_TEXT TO READ_.
↓

#m-labs on 2017-10-13 — irc logs at freenode.irclog.whitequark.org

2015-03-04 14:45 sb0 changed the topic of #m-labs to: ARTIQ, Migen, MiSoC, Mixxeo & other M-Labs projects :: fka #milkymist :: Logs http://irclog.whitequark.org/m-labs

01:05 <GitHub82> [smoltcp] podhrmic closed pull request #53: IGMP support (master...igmp) https://git.io/vdrfz

01:05 <GitHub175> [smoltcp] podhrmic commented on issue #53: Closing for now, will reopen with more complete feature set. https://git.io/vdiij

01:27 <GitHub106> [smoltcp] podhrmic opened issue #56: rustfmt.toml for smoltcp https://git.io/vdiX0

02:12 <GitHub111> [smoltcp] whitequark commented on issue #56: Sure. Do you think you could play with rustfmt's options to get an output very close to the current one? Then I'll merge that and reformat the rest. https://git.io/vdiMV

02:18 <GitHub193> [artiq] sbourdeauducq commented on issue #838: > Yes, "reset" refers to rebooting the FPGA board.... https://github.com/m-labs/artiq/issues/838#issuecomment-336331534

02:46 <sb0> rjo, I just built it locally last time (for the 3.0 release)

02:47 <sb0> (it == misoc)

02:49 <GitHub19> [migen] sbourdeauducq tagged 0.6.dev at fce4a41: https://git.io/vdiy8

03:00 <sb0> _florent_, so for artix7 you are just setting some fixed bitslip values? how did you determine them? what about setup/hold timing?

↑

_DATA SHOWN_.
↓

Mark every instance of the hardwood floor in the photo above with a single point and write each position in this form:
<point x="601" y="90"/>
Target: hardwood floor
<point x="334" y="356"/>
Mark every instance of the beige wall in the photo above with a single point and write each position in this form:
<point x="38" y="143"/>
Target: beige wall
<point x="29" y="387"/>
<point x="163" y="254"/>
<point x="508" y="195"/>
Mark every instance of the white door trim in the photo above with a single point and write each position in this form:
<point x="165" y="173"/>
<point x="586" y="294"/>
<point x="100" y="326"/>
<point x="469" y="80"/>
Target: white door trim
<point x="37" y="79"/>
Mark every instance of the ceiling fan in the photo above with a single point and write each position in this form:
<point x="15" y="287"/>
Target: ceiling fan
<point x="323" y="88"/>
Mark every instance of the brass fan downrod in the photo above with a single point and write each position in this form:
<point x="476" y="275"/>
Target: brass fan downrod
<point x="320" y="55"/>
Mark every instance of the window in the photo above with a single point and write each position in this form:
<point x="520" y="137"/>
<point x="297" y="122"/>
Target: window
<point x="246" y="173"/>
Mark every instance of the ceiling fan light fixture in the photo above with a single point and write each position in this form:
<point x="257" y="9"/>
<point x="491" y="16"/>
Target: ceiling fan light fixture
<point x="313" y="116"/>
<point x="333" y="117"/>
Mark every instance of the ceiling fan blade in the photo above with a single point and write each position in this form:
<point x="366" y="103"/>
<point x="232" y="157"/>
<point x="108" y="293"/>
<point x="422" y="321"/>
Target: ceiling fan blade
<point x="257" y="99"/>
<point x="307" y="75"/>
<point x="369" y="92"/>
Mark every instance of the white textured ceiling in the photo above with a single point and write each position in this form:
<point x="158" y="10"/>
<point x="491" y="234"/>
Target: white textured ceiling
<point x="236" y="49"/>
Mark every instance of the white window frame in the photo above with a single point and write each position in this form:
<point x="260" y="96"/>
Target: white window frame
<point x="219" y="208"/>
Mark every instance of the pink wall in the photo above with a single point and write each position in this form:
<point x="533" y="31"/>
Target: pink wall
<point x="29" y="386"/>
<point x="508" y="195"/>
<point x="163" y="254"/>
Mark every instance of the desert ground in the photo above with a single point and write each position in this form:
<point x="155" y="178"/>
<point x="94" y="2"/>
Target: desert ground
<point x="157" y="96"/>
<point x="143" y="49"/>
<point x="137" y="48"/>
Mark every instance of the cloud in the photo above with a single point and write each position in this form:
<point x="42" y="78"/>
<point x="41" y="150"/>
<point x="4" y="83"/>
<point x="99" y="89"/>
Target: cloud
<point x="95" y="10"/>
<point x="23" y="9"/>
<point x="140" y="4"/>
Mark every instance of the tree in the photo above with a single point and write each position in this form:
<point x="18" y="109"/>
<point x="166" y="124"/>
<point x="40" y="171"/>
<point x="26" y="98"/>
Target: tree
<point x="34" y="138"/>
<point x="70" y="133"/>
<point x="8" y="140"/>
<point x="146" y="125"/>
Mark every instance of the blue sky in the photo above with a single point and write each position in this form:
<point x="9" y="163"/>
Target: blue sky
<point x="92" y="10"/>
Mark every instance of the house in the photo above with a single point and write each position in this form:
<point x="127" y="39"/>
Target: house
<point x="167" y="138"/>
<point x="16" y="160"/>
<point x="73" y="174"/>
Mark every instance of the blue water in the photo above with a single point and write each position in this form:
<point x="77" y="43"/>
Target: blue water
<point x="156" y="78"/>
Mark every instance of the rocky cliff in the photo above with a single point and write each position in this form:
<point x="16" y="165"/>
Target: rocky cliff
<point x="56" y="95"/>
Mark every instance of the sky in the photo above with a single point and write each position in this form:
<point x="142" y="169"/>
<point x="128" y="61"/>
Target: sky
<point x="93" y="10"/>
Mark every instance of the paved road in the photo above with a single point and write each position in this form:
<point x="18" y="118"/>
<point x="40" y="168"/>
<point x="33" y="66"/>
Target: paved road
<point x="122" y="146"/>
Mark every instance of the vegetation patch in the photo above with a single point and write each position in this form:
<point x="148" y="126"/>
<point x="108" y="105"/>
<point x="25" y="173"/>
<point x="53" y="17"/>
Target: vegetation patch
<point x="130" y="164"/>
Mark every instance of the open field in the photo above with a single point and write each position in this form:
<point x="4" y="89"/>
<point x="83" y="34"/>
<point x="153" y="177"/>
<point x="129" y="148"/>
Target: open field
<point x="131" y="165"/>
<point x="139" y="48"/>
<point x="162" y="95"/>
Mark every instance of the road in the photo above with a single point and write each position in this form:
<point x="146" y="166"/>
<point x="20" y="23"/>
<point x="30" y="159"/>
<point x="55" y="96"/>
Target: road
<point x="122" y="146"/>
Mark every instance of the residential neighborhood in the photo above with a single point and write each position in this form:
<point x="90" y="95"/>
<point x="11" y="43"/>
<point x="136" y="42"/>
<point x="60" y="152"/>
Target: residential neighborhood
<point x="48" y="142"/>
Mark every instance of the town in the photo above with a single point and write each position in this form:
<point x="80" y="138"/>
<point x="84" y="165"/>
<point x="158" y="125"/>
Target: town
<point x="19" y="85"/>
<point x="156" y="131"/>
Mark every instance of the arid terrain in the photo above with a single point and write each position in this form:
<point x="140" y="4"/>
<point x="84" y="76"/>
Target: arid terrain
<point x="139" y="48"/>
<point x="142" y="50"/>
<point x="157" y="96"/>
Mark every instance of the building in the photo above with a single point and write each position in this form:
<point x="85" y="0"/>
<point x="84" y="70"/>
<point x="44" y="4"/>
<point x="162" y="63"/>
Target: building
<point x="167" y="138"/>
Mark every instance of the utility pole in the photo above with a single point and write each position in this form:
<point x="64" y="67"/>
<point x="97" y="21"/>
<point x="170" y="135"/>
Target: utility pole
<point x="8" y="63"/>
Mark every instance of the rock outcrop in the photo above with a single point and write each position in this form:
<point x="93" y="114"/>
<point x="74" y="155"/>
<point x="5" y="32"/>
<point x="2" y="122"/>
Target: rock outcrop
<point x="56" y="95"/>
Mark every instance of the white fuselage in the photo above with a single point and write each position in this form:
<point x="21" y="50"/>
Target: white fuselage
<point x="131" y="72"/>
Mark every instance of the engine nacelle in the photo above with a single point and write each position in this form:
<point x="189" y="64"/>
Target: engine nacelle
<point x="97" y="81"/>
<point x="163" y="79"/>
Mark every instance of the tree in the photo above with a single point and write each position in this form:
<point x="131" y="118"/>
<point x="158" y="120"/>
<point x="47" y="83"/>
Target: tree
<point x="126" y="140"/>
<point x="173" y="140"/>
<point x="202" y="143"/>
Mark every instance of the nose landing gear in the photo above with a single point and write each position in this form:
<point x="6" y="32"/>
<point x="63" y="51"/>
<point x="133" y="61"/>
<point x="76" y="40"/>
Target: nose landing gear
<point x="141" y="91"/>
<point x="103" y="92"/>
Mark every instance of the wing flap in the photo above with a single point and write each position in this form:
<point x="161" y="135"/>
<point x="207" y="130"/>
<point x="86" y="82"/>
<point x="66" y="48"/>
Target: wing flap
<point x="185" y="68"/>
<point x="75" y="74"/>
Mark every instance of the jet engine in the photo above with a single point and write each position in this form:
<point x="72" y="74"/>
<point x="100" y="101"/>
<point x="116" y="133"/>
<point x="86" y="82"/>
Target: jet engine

↑

_REQUIRED WORK_.
A - Answer these from the IRC log, one per line:
(i) What feature did pull request #53 add support for?
(ii) What file did podhrmic propose in issue #56?
(iii) Which version did sbourdeauducq tag in migen?
B - Please duplicate the part of the IRC log that begins at the words "01:27 <GitHub106> [smoltcp]" and stops after "about setup/hold timing?".

_TASK RESPONSES_.
A -
(i) IGMP
(ii) rustfmt.toml for smoltcp
(iii) 0.6.dev

B -
01:27 <GitHub106> [smoltcp] podhrmic opened issue #56: rustfmt.toml for smoltcp https://git.io/vdiX0

02:12 <GitHub111> [smoltcp] whitequark commented on issue #56: Sure. Do you think you could play with rustfmt's options to get an output very close to the current one? Then I'll merge that and reformat the rest. https://git.io/vdiMV

02:18 <GitHub193> [artiq] sbourdeauducq commented on issue #838: > Yes, "reset" refers to rebooting the FPGA board.... https://github.com/m-labs/artiq/issues/838#issuecomment-336331534

02:46 <sb0> rjo, I just built it locally last time (for the 3.0 release)

02:47 <sb0> (it == misoc)

02:49 <GitHub19> [migen] sbourdeauducq tagged 0.6.dev at fce4a41: https://git.io/vdiy8

03:00 <sb0> _florent_, so for artix7 you are just setting some fixed bitslip values? how did you determine them? what about setup/hold timing?